■ INSTRUCTIONS FOR THE TASK
Could you show each line of the records that contains the word "white"?

╔══

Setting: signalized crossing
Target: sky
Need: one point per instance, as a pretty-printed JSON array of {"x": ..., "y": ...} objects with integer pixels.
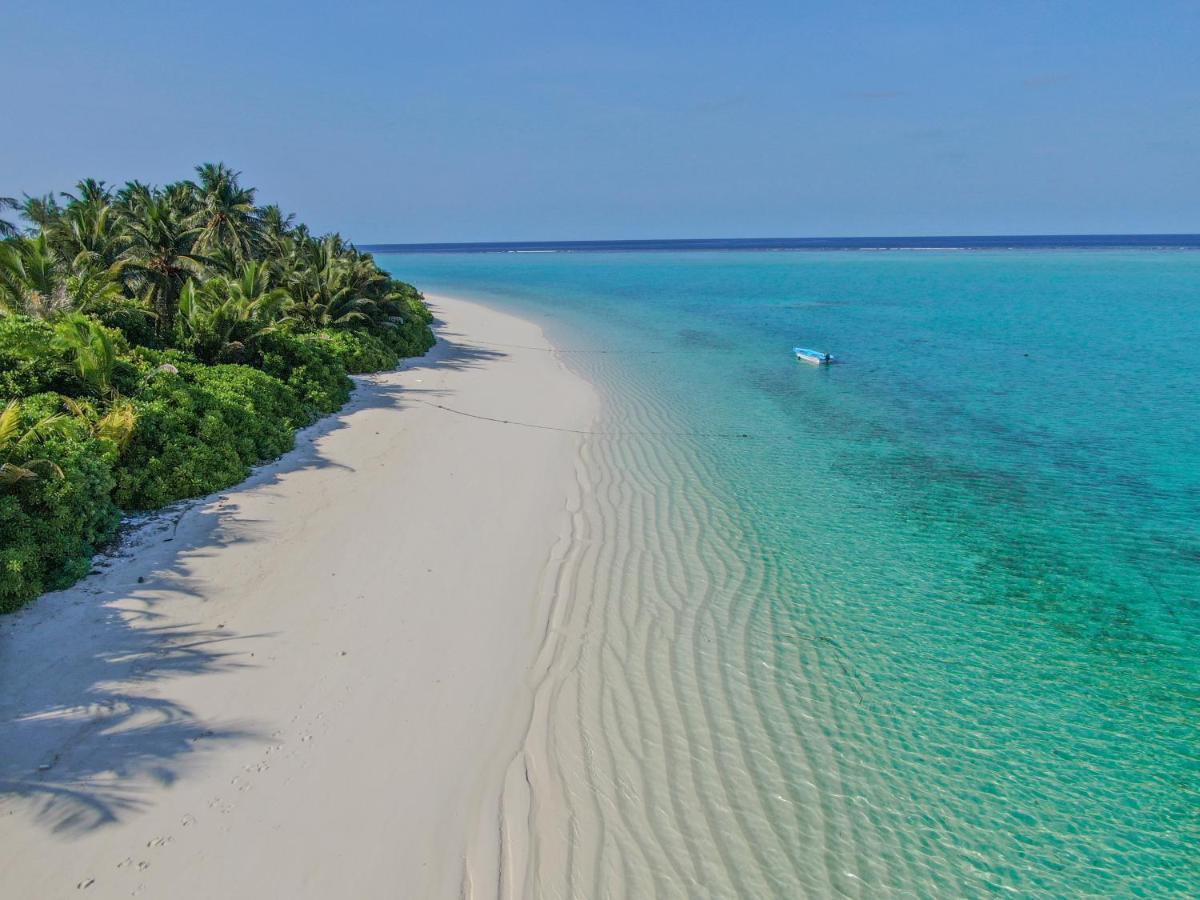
[{"x": 461, "y": 121}]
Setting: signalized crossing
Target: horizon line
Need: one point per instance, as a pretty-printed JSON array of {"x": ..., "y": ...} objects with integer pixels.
[{"x": 940, "y": 241}]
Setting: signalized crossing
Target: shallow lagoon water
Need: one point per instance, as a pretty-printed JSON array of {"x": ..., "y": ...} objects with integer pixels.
[{"x": 921, "y": 623}]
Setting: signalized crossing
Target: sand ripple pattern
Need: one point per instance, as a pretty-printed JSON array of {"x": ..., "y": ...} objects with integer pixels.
[{"x": 718, "y": 712}]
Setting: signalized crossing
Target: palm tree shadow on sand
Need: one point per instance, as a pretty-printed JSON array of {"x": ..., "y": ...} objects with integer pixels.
[{"x": 83, "y": 735}]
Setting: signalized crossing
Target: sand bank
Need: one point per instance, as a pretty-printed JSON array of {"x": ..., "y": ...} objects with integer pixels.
[{"x": 311, "y": 684}]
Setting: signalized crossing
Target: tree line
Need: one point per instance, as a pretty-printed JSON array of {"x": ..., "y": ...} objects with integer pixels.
[{"x": 156, "y": 342}]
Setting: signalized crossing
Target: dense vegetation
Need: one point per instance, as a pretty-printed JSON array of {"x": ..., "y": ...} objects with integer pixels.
[{"x": 155, "y": 343}]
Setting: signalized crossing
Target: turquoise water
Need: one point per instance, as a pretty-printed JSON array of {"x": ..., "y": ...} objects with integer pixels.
[{"x": 921, "y": 623}]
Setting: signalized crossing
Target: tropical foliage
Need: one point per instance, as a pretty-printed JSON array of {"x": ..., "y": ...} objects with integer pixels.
[{"x": 156, "y": 342}]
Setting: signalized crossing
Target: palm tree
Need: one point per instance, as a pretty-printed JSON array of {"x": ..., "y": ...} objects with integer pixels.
[
  {"x": 226, "y": 214},
  {"x": 221, "y": 315},
  {"x": 36, "y": 281},
  {"x": 161, "y": 250},
  {"x": 91, "y": 349},
  {"x": 7, "y": 228},
  {"x": 15, "y": 443}
]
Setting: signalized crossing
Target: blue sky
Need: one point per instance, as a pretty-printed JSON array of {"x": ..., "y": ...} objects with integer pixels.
[{"x": 426, "y": 121}]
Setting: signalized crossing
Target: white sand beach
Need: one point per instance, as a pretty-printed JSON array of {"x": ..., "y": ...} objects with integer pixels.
[{"x": 309, "y": 685}]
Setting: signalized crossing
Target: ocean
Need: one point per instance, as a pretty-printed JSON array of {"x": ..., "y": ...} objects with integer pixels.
[{"x": 925, "y": 622}]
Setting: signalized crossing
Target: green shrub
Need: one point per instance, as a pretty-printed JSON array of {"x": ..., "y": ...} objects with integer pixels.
[
  {"x": 306, "y": 365},
  {"x": 201, "y": 431},
  {"x": 359, "y": 352},
  {"x": 51, "y": 527},
  {"x": 130, "y": 317}
]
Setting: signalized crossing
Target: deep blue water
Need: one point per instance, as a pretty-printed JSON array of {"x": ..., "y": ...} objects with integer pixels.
[
  {"x": 947, "y": 594},
  {"x": 1020, "y": 241}
]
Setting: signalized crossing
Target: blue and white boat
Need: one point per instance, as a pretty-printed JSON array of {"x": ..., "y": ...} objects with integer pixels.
[{"x": 815, "y": 358}]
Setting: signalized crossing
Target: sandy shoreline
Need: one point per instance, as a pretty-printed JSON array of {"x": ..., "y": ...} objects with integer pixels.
[{"x": 311, "y": 684}]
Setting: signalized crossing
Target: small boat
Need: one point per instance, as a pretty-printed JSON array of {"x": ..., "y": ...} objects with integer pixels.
[{"x": 815, "y": 358}]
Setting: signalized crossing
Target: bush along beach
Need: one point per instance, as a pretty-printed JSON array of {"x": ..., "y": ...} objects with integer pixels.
[{"x": 155, "y": 343}]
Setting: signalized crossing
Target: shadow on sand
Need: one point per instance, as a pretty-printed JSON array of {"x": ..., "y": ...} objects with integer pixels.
[{"x": 83, "y": 733}]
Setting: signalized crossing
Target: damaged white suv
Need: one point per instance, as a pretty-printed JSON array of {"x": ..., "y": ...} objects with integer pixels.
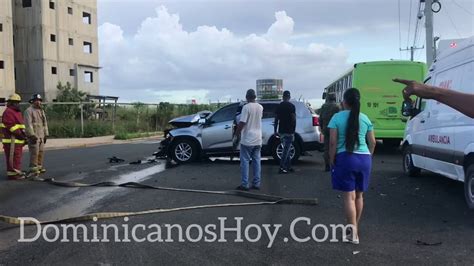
[{"x": 211, "y": 134}]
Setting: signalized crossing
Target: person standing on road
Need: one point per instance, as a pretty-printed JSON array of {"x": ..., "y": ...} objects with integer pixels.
[
  {"x": 13, "y": 139},
  {"x": 352, "y": 143},
  {"x": 250, "y": 130},
  {"x": 327, "y": 111},
  {"x": 37, "y": 133},
  {"x": 284, "y": 127},
  {"x": 452, "y": 98}
]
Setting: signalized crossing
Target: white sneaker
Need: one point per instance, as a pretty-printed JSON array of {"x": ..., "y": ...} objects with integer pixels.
[{"x": 349, "y": 238}]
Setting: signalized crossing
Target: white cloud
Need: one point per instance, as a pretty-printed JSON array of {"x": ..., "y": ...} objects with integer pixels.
[{"x": 162, "y": 58}]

╚══

■ RESULT OF THIS TASK
Target: white sand beach
Target: blue and white boat
Target: damaged white suv
Target: white sneaker
Target: white cloud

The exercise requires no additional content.